Records of labeled boxes:
+++++
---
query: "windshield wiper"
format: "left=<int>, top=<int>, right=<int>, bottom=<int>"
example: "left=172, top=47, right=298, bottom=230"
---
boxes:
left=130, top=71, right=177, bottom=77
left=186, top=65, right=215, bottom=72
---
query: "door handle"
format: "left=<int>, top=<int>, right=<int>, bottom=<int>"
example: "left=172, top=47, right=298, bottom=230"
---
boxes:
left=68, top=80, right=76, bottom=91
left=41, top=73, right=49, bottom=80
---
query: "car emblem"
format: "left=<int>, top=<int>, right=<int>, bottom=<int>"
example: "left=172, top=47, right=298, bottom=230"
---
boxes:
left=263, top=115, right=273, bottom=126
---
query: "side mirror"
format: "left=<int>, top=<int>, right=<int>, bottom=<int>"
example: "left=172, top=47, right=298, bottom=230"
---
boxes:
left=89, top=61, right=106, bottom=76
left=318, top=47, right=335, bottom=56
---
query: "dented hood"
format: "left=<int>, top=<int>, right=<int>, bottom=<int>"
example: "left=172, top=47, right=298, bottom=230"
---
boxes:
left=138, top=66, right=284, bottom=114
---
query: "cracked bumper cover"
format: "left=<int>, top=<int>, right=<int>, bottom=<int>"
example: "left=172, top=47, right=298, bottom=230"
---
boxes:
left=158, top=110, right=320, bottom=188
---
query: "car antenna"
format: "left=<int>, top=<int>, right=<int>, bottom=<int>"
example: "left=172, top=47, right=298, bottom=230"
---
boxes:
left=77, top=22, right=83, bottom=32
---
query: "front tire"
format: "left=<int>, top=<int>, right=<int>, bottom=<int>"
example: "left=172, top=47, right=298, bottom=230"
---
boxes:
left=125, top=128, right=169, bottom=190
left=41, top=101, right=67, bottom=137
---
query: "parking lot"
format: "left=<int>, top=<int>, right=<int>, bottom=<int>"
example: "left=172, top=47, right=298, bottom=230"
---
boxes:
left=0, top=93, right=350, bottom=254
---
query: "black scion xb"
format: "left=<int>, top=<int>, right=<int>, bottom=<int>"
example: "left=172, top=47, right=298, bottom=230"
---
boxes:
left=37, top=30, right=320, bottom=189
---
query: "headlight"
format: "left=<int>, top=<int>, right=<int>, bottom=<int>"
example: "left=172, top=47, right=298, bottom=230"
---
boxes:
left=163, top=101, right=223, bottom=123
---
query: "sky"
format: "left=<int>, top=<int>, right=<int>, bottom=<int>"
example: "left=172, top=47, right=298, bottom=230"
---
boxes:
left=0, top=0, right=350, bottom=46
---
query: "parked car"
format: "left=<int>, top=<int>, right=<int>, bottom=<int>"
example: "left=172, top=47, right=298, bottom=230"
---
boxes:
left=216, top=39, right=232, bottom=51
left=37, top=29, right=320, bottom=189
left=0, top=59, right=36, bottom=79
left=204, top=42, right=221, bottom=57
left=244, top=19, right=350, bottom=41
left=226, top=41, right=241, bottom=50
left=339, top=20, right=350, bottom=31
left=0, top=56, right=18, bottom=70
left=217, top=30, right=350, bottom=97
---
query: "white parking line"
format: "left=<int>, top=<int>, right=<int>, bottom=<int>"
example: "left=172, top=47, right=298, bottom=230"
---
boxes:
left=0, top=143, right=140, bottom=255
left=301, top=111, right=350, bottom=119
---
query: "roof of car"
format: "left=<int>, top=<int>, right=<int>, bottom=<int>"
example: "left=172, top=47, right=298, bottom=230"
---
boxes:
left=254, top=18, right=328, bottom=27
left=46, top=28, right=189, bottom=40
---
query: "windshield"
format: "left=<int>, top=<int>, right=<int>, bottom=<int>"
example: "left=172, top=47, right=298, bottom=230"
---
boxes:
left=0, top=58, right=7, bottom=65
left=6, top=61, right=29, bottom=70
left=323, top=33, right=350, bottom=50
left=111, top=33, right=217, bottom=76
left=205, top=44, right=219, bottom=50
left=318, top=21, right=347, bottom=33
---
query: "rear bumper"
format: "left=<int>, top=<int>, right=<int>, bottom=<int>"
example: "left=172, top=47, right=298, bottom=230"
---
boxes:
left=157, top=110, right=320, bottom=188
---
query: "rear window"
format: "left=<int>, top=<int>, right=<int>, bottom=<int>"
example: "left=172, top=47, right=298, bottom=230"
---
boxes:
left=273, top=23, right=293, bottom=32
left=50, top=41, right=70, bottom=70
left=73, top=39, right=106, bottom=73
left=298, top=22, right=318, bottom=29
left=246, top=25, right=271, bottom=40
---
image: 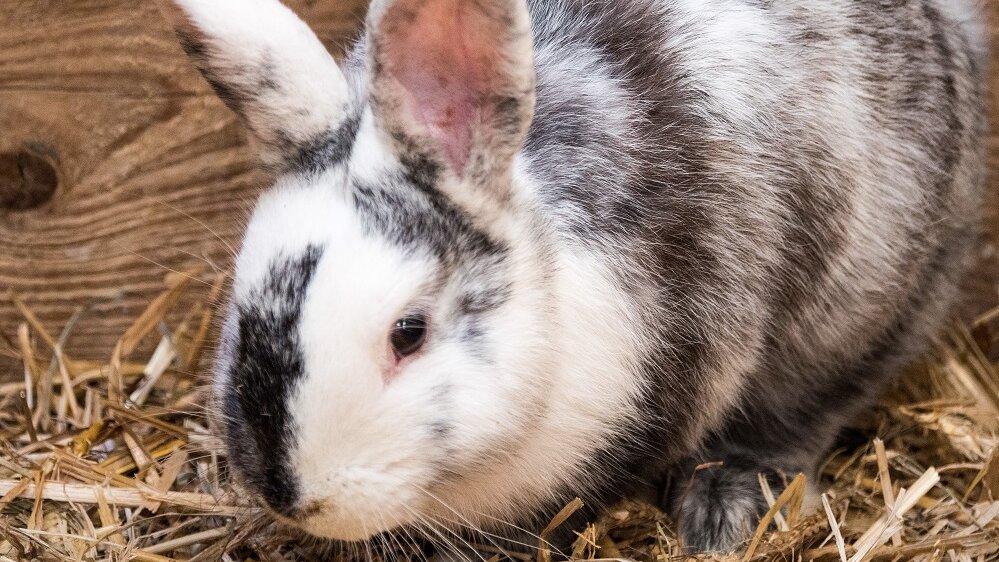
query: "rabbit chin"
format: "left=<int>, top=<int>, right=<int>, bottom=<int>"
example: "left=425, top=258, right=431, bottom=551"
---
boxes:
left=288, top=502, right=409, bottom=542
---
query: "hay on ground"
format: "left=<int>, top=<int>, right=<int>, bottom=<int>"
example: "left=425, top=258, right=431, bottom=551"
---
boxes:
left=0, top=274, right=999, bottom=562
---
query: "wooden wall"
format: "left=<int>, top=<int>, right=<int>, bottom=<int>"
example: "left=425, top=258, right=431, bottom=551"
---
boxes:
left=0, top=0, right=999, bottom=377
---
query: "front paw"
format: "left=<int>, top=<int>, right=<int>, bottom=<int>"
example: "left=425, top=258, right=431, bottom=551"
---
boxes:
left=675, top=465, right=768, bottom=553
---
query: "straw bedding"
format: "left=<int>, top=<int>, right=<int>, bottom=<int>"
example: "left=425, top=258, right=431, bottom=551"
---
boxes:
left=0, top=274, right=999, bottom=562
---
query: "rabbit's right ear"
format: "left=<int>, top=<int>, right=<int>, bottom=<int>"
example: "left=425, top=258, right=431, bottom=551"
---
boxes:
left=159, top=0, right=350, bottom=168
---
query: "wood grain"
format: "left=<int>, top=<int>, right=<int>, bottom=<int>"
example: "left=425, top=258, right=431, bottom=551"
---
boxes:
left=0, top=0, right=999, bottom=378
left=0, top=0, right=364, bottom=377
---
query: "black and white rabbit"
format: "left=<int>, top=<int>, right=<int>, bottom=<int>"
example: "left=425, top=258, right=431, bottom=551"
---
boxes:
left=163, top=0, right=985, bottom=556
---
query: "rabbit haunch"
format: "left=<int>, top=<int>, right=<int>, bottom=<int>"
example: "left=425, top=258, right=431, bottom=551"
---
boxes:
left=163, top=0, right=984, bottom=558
+++++
## Problem to work on:
Write out the lines of these items exactly as they appear, beginning at the start of the items and going through the line with "left=318, top=47, right=335, bottom=56".

## Solution to the exercise:
---
query: "windshield wiper"
format: "left=<int>, top=<int>, right=<int>, bottom=<int>"
example: "left=172, top=47, right=298, bottom=230"
---
boxes:
left=130, top=71, right=177, bottom=77
left=186, top=65, right=215, bottom=72
---
query: "door handle"
format: "left=<int>, top=<int>, right=<int>, bottom=<int>"
example: "left=172, top=47, right=298, bottom=230"
---
boxes:
left=68, top=80, right=76, bottom=91
left=41, top=73, right=49, bottom=80
---
query: "car emblem"
format: "left=<int>, top=<int>, right=<int>, bottom=<int>"
example: "left=172, top=47, right=298, bottom=230"
---
boxes:
left=263, top=115, right=273, bottom=126
---
query: "side mirror"
format: "left=<int>, top=<int>, right=<int>, bottom=<int>"
example: "left=172, top=47, right=298, bottom=230"
---
boxes:
left=89, top=61, right=106, bottom=76
left=318, top=47, right=335, bottom=56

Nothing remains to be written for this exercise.